● **WORK REQUIRED**
Repeat the listing in full, exactly as it stands.

*-*-*

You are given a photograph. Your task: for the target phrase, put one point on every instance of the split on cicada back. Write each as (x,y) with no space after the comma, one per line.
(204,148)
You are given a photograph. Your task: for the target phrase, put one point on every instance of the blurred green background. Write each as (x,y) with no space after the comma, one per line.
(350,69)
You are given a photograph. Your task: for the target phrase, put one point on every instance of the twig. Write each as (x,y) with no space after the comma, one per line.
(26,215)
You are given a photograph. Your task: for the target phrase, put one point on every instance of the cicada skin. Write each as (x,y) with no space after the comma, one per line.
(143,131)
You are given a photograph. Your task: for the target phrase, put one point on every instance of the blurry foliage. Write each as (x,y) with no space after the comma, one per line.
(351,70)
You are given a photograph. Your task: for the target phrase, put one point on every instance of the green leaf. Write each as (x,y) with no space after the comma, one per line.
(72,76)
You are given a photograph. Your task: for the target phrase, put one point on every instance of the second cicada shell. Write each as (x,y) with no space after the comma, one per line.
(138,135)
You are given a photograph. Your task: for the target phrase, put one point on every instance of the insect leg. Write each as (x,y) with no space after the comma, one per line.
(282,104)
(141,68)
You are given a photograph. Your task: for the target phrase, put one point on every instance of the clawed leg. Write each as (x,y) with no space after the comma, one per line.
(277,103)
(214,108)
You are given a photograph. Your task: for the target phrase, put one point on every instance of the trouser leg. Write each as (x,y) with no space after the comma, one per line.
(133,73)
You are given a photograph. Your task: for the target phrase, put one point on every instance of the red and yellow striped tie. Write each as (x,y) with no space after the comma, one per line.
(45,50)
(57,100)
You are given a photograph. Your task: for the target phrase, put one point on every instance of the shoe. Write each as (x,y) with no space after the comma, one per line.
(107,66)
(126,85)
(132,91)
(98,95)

*-*-*

● **FINISHED EXERCISE**
You are given a photograph. Your task: for the target phrase, put one point on every instance of the split on cicada back. Write each as (x,y) with no space after the comma, one per line.
(204,148)
You are given a photograph. Your task: for the target phrase, put one point on every instance of the blurred green background. Write each as (x,y) with no space after the comma, one per line.
(350,69)
You are given a photograph. Your task: for the target phrase, put one point on every instance of the twig. Write each as (x,y) with no space after the comma, one per line.
(26,215)
You are given a photograph. Your task: for the target phrase, put one point on every instance of the cicada skin. Write each as (x,y) with no space after the comma, one per line.
(143,131)
You are given a photograph. Your task: for the target phrase, put one point on every instance of the blurry foliage. Write each as (x,y) with no space after the comma, one per line.
(351,70)
You are given a photograph. Your task: for the target phrase, put one point on every instance of the green leaf. Write each as (x,y) with no space after the comma, one per line.
(72,76)
You are given a photograph. Your task: for the target phrase, put one point on every instance of the second cicada shell. Write each as (x,y) with no space after the comma, one per line.
(138,135)
You are given a photograph. Your task: for the target phrase, put one point on every instance of the insect leg. Write each as (x,y) with no space after the comma, one per line.
(282,104)
(141,68)
You are given a photograph. Your task: for the target phrase, put one point on every instance of the clawed leg. Write each as (x,y) with no space after the comma, one per line.
(277,103)
(214,108)
You are given a photograph. Your task: for the target phrase, put one point on every instance of the trouser leg. Write each as (x,y) with no space after the comma, one per line.
(133,73)
You are given a photograph. Your task: for the target phrase, put one point on every instance of the red and yellow striped tie. Write each as (x,y) with no space after the comma, one per line.
(45,50)
(57,100)
You are given a photograph. Your task: for the target phrase, put one point on every instance of the shoe. Write each as (x,y) with no space after the comma, one per line.
(107,66)
(126,85)
(132,91)
(98,95)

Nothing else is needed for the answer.